◆ **Passage to read**:
**********
A Blog by Jonathan Low

 

Jul 26, 2019

Research: Apple Dominates App Store Results, Thwarting Competitors

Evidence that the playing field is far from level. But will competitors - through the legal system - or the government do anything about it? JL


Tripp Mickle reports in the Wall Street Journal:

The company’s apps ranked first in more than 60% of basic searches. Apple apps that generate revenue through subscriptions or sales, like Music or Books, showed up first in 95% of searches related to those apps. This dominance gives the company an upper hand in a marketplace that generates $50 billion in annual spending. Services revenue linked to the performance of apps is at the center of Apple’s strategy to diversify its profits as iPhone sales wane. Apple’s products are held to a different standard by the App Store. More than two dozen of Apple’s apps come preinstalled on iPhones and are shielded from reviews and ratings.
Apple ’s mobile apps routinely appear first in search results ahead of competitors in its App Store, a powerful advantage that skirts some of the company’s rules on such rankings, according to a Wall Street Journal analysis.
The company’s apps ranked first in more than 60% of basic searches, such as for “maps,” the analysis showed. Apple apps that generate revenue through subscriptions or sales, like Music or Books, showed up first in 95% of searches related to those apps.
This dominance gives the company an upper hand in a marketplace that generates $50 billion in annual spending. Services revenue linked to the performance of apps is at the center of Apple’s strategy to diversify its profits as iPhone sales wane.
While many of Apple’s products are undoubtedly popular, they are held to a different standard by the App Store. Apple tells developers that downloads, user reviews and ratings are factors that influence search results. Yet more than two dozen of Apple’s apps come preinstalled on iPhones and are shielded from reviews and ratings.
Apple says it doesn’t give its own products an advantage over others on the App Store. The company conducted its own tests this month in response to the Journal’s questions and some searches yielded different results in which their apps didn’t rank first, a spokesman said. The company uses an algorithm that relies on machine learning and past consumer preferences, and the app rankings fluctuate. Apple doesn’t disclose details on how it works.
“Apple customers have a very strong connection to our products and many of them use search as a way to find and open their apps,” Apple said in a statement. “This customer usage is the reason Apple has strong rankings in search, and it’s the same reason Uber, Microsoft and so many others often have high rankings as well.”
**********
◆ **Data extract**:
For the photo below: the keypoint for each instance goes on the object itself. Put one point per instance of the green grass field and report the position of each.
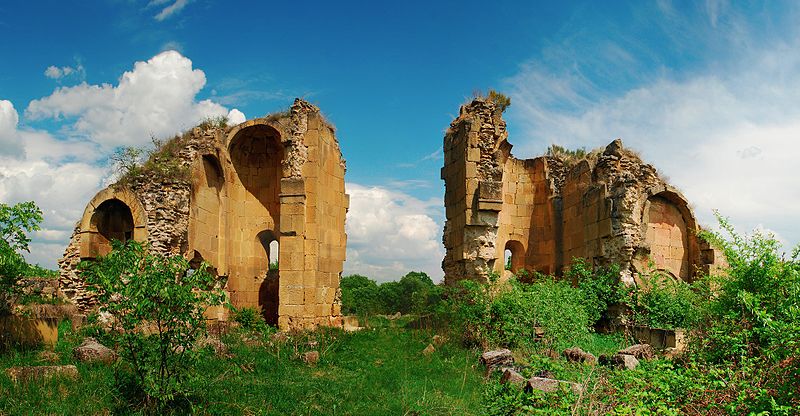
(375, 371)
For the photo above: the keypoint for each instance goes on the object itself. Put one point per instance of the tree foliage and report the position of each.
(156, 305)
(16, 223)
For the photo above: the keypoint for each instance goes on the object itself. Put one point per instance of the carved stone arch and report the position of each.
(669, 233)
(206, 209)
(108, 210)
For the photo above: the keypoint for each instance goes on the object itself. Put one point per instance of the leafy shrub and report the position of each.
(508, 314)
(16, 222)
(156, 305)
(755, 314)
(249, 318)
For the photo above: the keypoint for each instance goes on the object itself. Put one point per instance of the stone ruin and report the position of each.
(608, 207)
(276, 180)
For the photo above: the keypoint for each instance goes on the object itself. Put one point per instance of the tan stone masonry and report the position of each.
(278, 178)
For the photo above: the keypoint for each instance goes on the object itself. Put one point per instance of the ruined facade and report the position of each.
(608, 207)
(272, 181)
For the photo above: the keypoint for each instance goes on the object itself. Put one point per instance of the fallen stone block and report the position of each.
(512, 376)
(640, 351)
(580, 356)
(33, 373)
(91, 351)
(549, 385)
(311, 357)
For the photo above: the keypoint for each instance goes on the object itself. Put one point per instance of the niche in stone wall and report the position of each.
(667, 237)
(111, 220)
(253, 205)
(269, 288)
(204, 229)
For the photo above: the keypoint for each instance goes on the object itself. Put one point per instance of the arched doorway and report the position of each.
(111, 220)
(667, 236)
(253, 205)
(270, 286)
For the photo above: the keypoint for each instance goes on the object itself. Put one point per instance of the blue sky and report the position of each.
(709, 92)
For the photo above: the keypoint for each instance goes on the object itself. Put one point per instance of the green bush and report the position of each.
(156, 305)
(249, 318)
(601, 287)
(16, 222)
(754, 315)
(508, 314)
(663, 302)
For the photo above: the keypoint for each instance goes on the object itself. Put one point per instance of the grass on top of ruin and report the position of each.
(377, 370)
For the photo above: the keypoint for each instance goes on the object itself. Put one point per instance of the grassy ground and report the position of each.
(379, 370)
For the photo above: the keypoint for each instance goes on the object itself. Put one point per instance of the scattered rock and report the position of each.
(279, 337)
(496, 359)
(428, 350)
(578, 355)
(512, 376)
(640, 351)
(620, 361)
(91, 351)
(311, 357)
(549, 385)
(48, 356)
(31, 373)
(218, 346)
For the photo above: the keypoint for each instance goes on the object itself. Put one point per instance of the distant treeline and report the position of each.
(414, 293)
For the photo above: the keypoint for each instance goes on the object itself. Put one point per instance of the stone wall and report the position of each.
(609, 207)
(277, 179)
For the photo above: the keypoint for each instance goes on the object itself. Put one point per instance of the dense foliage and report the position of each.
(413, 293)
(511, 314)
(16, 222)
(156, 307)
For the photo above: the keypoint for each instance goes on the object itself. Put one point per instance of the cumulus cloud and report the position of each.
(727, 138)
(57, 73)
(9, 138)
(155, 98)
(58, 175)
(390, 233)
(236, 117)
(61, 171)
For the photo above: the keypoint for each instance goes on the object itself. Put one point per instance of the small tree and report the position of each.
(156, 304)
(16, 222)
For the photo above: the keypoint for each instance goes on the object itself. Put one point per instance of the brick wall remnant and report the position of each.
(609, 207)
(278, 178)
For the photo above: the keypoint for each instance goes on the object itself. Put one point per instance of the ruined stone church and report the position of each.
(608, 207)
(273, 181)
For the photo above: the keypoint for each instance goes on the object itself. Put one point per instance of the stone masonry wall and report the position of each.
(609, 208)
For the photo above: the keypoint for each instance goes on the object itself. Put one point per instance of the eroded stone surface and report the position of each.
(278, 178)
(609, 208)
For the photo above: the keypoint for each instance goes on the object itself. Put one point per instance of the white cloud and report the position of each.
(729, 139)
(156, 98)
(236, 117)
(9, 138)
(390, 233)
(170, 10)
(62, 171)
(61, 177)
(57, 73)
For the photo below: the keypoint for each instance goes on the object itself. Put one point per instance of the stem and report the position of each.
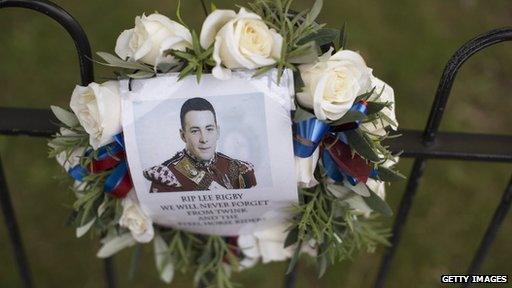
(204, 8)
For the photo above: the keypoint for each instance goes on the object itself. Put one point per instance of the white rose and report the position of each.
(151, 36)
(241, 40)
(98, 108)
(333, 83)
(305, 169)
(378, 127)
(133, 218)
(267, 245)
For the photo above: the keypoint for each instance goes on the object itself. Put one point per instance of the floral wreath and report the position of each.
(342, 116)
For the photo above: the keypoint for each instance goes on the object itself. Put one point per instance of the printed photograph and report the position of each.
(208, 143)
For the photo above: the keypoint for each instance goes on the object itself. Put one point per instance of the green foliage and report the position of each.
**********
◆ **Jobs**:
#1 In the article on Apple's App Store rankings, how often did Apple apps that earn money through subscriptions or sales, like Music or Books, appear first in searches related to those apps?
#2 Continue the article on Apple's App Store rankings from the point where it stops.

◆ **Answers below**:
#1 In 95% of those searches.

#2
Technology companies have long faced regulatory scrutiny over how they use their software platforms to promote their other products or expand the reach of new businesses. Microsoft Corp. and Alphabet Inc. ’s Google were penalized by regulators for that reason.
“When you become big and pervasive, the promotion of self-interest runs afoul of antitrust laws,” said David Yoffie, a business professor at Harvard University and co-author of the book “The Business of Platforms.”
Complaints from rival businesses about self-promotion are helping fuel a backlash against technology giants. The companies are seeking to allay fears in Washington and Europe that tech giants have too quickly concentrated economic power to the detriment of smaller businesses.
On July 16, Apple and three other tech heavyweights were questioned by House Judiciary Committee members during a hearing about the power of online platforms. Politicians from both parties demanded more regulatory scrutiny.
A day later, European Union regulators announced an antitrust probe into Amazon.com Inc. that will examine whether the e-commerce giant is abusing its dual role as a seller of its own products and a marketplace operator.
Legal challenges are mounting over the App Store. The U.S. Supreme Court in May ruled against Apple’s attempt to halt a lawsuit claiming consumers are forced to buy apps exclusively from the company. Two app developers are also suing in federal court, alleging the App Store amounts to a monopoly on distribution. The company previously declined to comment on the lawsuit.
Spotify Technology SA in March filed an antitrust complaint in Europe against Apple, alleging Apple has made it difficult for rival subscription services to market themselves in the App Store, which the company denies.
Apple says it uses 42 factors to determine where apps rank in search but keeps the formula secret to maintain a level playing field for developers and prevent the manipulation of results.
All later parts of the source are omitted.